Ausgangstext:
--*--
Maat Eschenauer hat vor einiger Zeit bereits hier über dieses Weingut A. et P. de Villaine berichtet.

Benoist hat sich ganz dem Aligoté verschrieben und stellt Chardonnay und Pinot noir hinten an. Von insgesamt 22 Hektar Rebfläche sind ganze 10 Aligoté.

Geriebene Äpfel.

Ich habe diesen Aligoté das erste Mal vor fast exakt einem Jahr verkostet. Damals ist er mir in einer Verkostung unter hochkarätigen Burgundern aufgefallen. Er besaß eine unglaublich anziehende Note von frisch geriebenen Äpfeln und glänzte durch Frische. Eine Frische, die unter den großartigen aber noch kantigen (weil jungen) Burgundern herausstach.

Heute habe ich wieder ein Kribbeln in den Fingern, wenn ich den Wein trinke.

Ne pas servir trop froid!

Der 2012er Aligoté aus dem Dörfchen Bouzeron leuchtet hell goldgelb im Glas, glitzert silbern und riecht wie ein Gang durch Streuobstwiesen. Dicke Apfel- und Birnenschale. Dann noch ein wenig Heu vom Bauern nebenan. Nicht mehr. Das war´s bereits. Denn der Wein ist anziehend aber nicht ausgeprägt komplex.

Ich trinke einen Schluck und bin überrascht über die lebendige Säure. Anders als der 2009er Jahrgang, der sehr milchig und breit ausfällt, fühlt sich der Aligoté aus 2012 hier an, wie mit dem Riesling verwandt. Das ist dann wohl die Jahrgangsdifferenz.
--*--
Rohdaten:
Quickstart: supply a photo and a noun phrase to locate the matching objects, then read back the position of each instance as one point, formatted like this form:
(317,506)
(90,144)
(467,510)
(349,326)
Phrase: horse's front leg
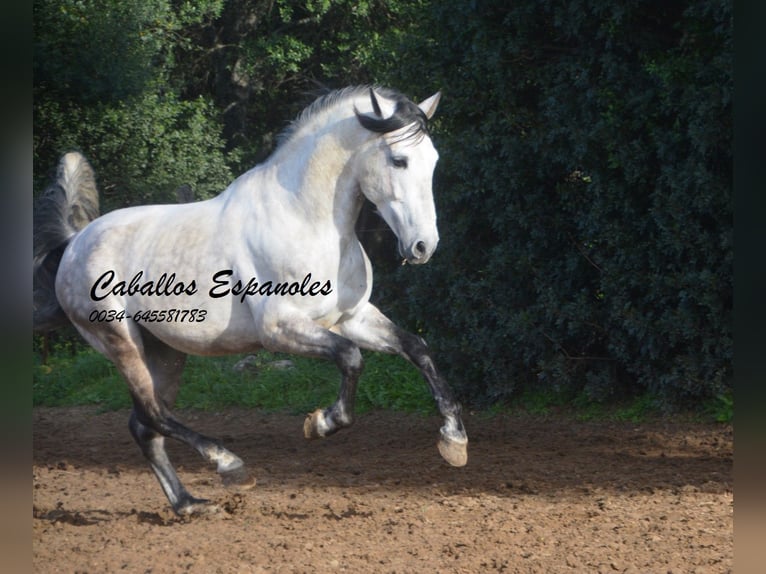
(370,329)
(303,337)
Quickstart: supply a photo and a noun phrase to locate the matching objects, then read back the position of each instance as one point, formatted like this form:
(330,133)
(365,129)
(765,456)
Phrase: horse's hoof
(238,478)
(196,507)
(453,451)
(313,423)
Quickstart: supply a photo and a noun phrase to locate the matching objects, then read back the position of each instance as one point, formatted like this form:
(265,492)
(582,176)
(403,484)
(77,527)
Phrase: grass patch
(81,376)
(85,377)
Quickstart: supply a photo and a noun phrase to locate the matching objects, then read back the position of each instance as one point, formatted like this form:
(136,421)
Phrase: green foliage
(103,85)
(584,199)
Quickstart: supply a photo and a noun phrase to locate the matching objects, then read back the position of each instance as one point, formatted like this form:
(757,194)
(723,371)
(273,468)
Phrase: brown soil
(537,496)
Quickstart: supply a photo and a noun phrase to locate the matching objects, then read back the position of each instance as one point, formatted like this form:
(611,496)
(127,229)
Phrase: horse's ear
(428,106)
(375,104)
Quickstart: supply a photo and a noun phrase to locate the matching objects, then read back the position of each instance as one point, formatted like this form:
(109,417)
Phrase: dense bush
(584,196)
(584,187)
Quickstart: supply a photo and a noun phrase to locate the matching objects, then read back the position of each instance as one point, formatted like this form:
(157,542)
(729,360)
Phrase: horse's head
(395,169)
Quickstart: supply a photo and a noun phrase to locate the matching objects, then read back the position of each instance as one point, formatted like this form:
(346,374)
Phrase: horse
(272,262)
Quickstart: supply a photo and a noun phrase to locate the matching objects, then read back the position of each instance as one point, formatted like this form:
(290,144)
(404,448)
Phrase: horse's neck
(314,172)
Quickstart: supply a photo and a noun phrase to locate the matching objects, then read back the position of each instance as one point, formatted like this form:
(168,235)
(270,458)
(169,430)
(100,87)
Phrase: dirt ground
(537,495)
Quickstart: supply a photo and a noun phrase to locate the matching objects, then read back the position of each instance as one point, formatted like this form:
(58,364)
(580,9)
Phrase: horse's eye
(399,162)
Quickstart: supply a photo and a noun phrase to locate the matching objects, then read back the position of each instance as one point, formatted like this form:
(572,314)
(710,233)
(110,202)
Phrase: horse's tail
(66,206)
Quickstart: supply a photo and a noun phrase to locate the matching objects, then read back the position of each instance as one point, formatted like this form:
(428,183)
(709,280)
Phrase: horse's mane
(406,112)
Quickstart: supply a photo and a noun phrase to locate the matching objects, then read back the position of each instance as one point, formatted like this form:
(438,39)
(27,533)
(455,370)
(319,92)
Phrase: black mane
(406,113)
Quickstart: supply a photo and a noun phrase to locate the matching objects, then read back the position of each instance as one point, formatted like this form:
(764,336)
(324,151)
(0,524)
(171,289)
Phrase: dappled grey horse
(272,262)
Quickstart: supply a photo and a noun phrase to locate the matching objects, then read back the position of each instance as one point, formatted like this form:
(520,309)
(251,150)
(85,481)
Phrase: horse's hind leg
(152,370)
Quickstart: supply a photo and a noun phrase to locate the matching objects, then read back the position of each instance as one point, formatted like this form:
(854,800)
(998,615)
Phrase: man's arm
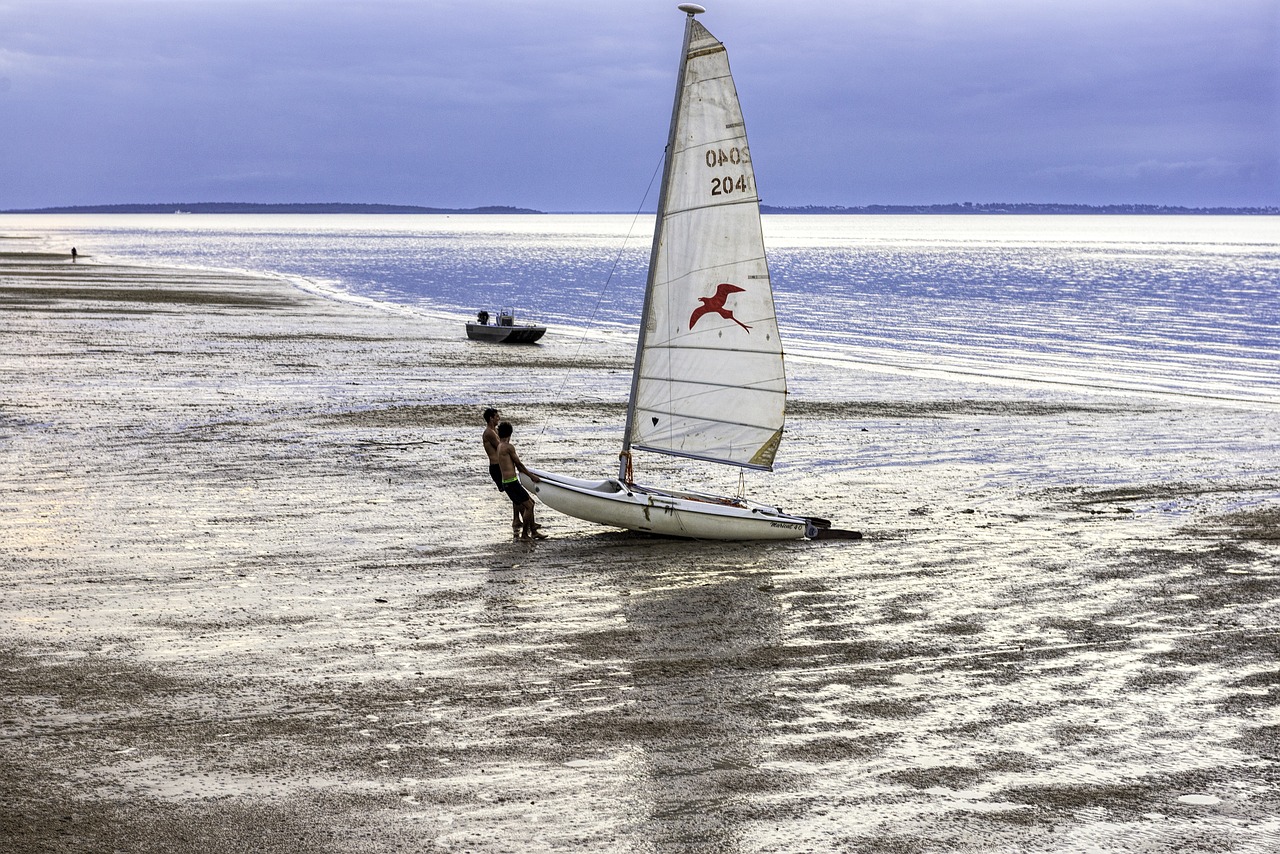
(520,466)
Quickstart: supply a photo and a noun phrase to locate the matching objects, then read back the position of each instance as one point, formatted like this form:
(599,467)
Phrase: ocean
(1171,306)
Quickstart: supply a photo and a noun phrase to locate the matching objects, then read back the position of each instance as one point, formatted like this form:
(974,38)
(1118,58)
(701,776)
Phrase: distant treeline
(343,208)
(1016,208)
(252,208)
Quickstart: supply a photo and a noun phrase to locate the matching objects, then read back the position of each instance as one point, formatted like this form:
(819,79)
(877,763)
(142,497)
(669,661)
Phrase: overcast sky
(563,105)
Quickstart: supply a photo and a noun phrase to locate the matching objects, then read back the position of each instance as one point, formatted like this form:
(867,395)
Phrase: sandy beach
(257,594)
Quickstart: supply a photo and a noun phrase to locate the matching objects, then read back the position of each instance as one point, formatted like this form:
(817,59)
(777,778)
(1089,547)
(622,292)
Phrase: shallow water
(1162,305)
--*--
Aufgabenstellung: Übernehmen Sie den Ausgangstext über den Aligoté aus Bouzeron vollständig und ohne jede Abweichung.

Lösung:
Maat Eschenauer hat vor einiger Zeit bereits hier über dieses Weingut A. et P. de Villaine berichtet.

Benoist hat sich ganz dem Aligoté verschrieben und stellt Chardonnay und Pinot noir hinten an. Von insgesamt 22 Hektar Rebfläche sind ganze 10 Aligoté.

Geriebene Äpfel.

Ich habe diesen Aligoté das erste Mal vor fast exakt einem Jahr verkostet. Damals ist er mir in einer Verkostung unter hochkarätigen Burgundern aufgefallen. Er besaß eine unglaublich anziehende Note von frisch geriebenen Äpfeln und glänzte durch Frische. Eine Frische, die unter den großartigen aber noch kantigen (weil jungen) Burgundern herausstach.

Heute habe ich wieder ein Kribbeln in den Fingern, wenn ich den Wein trinke.

Ne pas servir trop froid!

Der 2012er Aligoté aus dem Dörfchen Bouzeron leuchtet hell goldgelb im Glas, glitzert silbern und riecht wie ein Gang durch Streuobstwiesen. Dicke Apfel- und Birnenschale. Dann noch ein wenig Heu vom Bauern nebenan. Nicht mehr. Das war´s bereits. Denn der Wein ist anziehend aber nicht ausgeprägt komplex.

Ich trinke einen Schluck und bin überrascht über die lebendige Säure. Anders als der 2009er Jahrgang, der sehr milchig und breit ausfällt, fühlt sich der Aligoté aus 2012 hier an, wie mit dem Riesling verwandt. Das ist dann wohl die Jahrgangsdifferenz.